- **Task objective**: Output only the lines from the one holding "Drop a point on every instance of the ruffled" to the end of the data below, please, copied exactly.
......
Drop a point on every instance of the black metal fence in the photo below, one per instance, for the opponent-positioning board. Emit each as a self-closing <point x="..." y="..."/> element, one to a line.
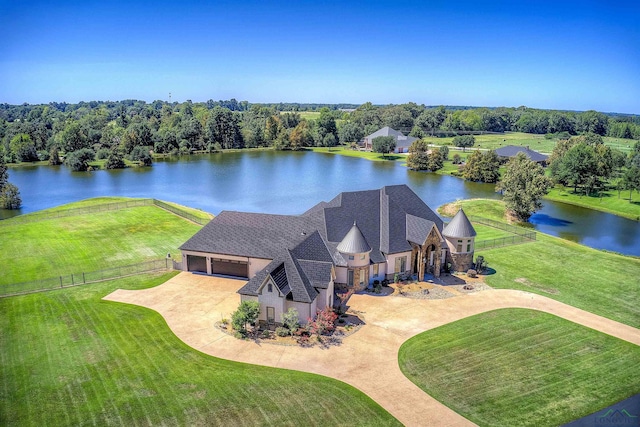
<point x="502" y="226"/>
<point x="180" y="212"/>
<point x="103" y="207"/>
<point x="505" y="241"/>
<point x="84" y="277"/>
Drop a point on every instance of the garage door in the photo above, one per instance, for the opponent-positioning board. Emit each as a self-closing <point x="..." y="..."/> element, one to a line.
<point x="229" y="268"/>
<point x="196" y="263"/>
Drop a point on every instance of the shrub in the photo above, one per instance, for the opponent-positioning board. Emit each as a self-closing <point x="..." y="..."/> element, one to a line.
<point x="290" y="319"/>
<point x="247" y="312"/>
<point x="324" y="322"/>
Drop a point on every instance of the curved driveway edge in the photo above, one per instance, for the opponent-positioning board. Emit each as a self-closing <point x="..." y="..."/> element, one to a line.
<point x="368" y="359"/>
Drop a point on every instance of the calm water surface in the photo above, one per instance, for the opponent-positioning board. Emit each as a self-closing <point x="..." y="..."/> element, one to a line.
<point x="290" y="183"/>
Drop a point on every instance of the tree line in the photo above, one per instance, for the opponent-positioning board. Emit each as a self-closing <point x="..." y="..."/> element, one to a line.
<point x="133" y="130"/>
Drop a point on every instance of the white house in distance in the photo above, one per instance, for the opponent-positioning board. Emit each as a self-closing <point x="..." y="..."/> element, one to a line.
<point x="350" y="241"/>
<point x="402" y="142"/>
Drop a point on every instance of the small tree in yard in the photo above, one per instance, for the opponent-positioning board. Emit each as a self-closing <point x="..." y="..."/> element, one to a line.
<point x="247" y="313"/>
<point x="523" y="186"/>
<point x="290" y="320"/>
<point x="383" y="144"/>
<point x="324" y="323"/>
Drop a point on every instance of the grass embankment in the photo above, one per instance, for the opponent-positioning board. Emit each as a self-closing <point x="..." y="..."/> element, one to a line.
<point x="90" y="241"/>
<point x="606" y="201"/>
<point x="69" y="358"/>
<point x="600" y="282"/>
<point x="521" y="367"/>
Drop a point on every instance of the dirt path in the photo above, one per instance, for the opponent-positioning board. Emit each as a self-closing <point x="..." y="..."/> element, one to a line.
<point x="368" y="359"/>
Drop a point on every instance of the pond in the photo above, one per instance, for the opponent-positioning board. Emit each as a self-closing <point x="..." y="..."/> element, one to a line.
<point x="292" y="182"/>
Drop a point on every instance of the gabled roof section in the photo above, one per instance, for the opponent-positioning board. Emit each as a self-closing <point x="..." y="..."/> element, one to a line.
<point x="460" y="226"/>
<point x="513" y="150"/>
<point x="385" y="131"/>
<point x="354" y="242"/>
<point x="418" y="229"/>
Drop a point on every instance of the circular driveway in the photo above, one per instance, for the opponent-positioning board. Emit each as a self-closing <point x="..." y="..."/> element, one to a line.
<point x="368" y="359"/>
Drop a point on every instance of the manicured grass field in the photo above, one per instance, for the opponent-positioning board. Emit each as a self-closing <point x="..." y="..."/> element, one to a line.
<point x="69" y="358"/>
<point x="89" y="242"/>
<point x="518" y="367"/>
<point x="608" y="201"/>
<point x="599" y="282"/>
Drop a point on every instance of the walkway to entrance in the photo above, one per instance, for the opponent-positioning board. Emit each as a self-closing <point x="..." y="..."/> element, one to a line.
<point x="191" y="304"/>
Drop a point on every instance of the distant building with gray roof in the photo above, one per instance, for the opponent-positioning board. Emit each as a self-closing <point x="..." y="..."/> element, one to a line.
<point x="299" y="260"/>
<point x="510" y="151"/>
<point x="402" y="142"/>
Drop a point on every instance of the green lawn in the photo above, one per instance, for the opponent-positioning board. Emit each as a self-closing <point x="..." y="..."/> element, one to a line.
<point x="608" y="201"/>
<point x="69" y="358"/>
<point x="88" y="242"/>
<point x="600" y="282"/>
<point x="518" y="367"/>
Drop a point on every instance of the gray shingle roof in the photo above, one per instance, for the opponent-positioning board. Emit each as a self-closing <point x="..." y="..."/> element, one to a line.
<point x="401" y="139"/>
<point x="460" y="226"/>
<point x="354" y="242"/>
<point x="513" y="150"/>
<point x="304" y="248"/>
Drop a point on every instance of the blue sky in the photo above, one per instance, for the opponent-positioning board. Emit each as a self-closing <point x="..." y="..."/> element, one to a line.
<point x="543" y="54"/>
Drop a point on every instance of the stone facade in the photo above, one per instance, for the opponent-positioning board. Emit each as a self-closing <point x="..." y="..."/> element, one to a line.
<point x="460" y="261"/>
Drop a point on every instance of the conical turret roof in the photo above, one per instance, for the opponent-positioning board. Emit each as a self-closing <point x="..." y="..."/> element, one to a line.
<point x="354" y="242"/>
<point x="460" y="226"/>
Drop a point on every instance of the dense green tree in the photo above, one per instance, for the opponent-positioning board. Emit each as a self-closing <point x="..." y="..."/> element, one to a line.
<point x="301" y="136"/>
<point x="246" y="314"/>
<point x="327" y="126"/>
<point x="464" y="141"/>
<point x="141" y="155"/>
<point x="54" y="156"/>
<point x="383" y="144"/>
<point x="78" y="161"/>
<point x="72" y="137"/>
<point x="436" y="161"/>
<point x="223" y="127"/>
<point x="418" y="158"/>
<point x="115" y="160"/>
<point x="350" y="132"/>
<point x="523" y="186"/>
<point x="23" y="149"/>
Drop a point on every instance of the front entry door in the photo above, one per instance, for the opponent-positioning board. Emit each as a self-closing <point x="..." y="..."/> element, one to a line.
<point x="271" y="315"/>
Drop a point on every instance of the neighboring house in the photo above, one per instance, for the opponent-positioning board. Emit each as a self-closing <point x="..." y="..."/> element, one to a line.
<point x="356" y="238"/>
<point x="509" y="151"/>
<point x="402" y="142"/>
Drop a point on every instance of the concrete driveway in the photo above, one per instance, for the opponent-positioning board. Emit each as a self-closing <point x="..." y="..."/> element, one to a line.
<point x="368" y="359"/>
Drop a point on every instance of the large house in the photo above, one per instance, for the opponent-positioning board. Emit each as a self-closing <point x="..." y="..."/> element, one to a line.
<point x="356" y="238"/>
<point x="402" y="142"/>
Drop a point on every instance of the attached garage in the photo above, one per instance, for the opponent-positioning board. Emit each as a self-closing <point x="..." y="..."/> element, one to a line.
<point x="230" y="268"/>
<point x="196" y="263"/>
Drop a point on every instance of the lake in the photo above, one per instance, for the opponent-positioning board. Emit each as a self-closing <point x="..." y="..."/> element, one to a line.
<point x="292" y="182"/>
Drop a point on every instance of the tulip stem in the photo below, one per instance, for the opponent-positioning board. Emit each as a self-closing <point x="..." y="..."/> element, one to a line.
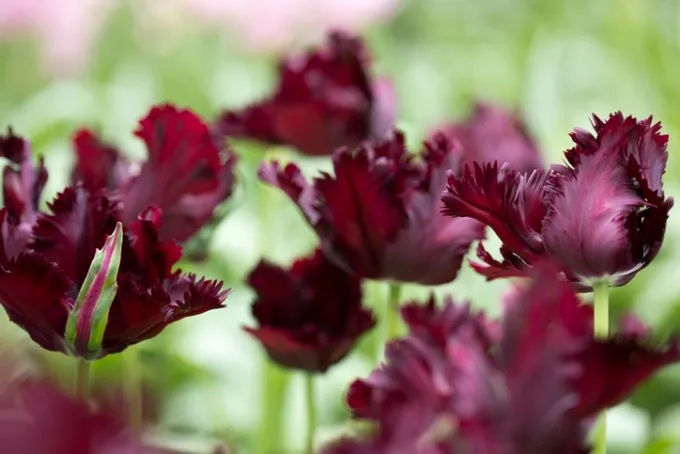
<point x="81" y="383"/>
<point x="274" y="385"/>
<point x="311" y="413"/>
<point x="392" y="312"/>
<point x="132" y="388"/>
<point x="601" y="331"/>
<point x="275" y="380"/>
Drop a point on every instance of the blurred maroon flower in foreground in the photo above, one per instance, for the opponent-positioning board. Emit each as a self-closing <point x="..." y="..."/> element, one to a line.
<point x="186" y="174"/>
<point x="41" y="272"/>
<point x="601" y="217"/>
<point x="325" y="99"/>
<point x="457" y="382"/>
<point x="36" y="418"/>
<point x="309" y="316"/>
<point x="492" y="134"/>
<point x="378" y="217"/>
<point x="22" y="182"/>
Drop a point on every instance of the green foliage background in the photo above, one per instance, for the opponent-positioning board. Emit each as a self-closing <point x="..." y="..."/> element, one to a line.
<point x="556" y="61"/>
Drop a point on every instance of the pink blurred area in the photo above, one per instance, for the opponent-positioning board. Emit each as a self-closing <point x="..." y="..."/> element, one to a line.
<point x="274" y="25"/>
<point x="67" y="29"/>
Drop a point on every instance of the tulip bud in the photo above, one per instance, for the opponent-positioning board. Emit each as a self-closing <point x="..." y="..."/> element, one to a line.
<point x="88" y="318"/>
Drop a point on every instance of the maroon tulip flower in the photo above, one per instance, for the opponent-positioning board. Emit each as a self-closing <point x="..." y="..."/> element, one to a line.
<point x="38" y="419"/>
<point x="22" y="182"/>
<point x="325" y="99"/>
<point x="41" y="273"/>
<point x="493" y="134"/>
<point x="378" y="216"/>
<point x="186" y="174"/>
<point x="461" y="384"/>
<point x="309" y="316"/>
<point x="602" y="216"/>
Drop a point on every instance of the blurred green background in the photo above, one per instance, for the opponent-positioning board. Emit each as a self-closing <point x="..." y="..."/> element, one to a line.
<point x="556" y="61"/>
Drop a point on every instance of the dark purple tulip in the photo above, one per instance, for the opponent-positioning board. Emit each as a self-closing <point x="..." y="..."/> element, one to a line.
<point x="378" y="215"/>
<point x="493" y="134"/>
<point x="531" y="385"/>
<point x="38" y="419"/>
<point x="186" y="174"/>
<point x="325" y="99"/>
<point x="309" y="316"/>
<point x="41" y="272"/>
<point x="602" y="216"/>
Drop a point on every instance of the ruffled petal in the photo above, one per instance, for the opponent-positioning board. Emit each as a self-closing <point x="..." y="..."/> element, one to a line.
<point x="493" y="134"/>
<point x="309" y="316"/>
<point x="324" y="100"/>
<point x="186" y="174"/>
<point x="35" y="295"/>
<point x="512" y="204"/>
<point x="78" y="225"/>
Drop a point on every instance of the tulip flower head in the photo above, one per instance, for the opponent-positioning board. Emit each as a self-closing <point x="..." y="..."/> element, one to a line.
......
- **The response**:
Drop a point on every instance of the ruffled petal in the photo above, one per instance, for the opponent-positioning board. Emit each as a self-closing <point x="..." y="..."/> element, one to a line.
<point x="493" y="134"/>
<point x="309" y="316"/>
<point x="324" y="100"/>
<point x="186" y="174"/>
<point x="35" y="295"/>
<point x="512" y="204"/>
<point x="78" y="225"/>
Drop a point on every instance of the tulip flower head in the photo above, one per instance, for the opponent-positioning board. Emit each as a self-closing <point x="..." y="..."/> element, one to a line.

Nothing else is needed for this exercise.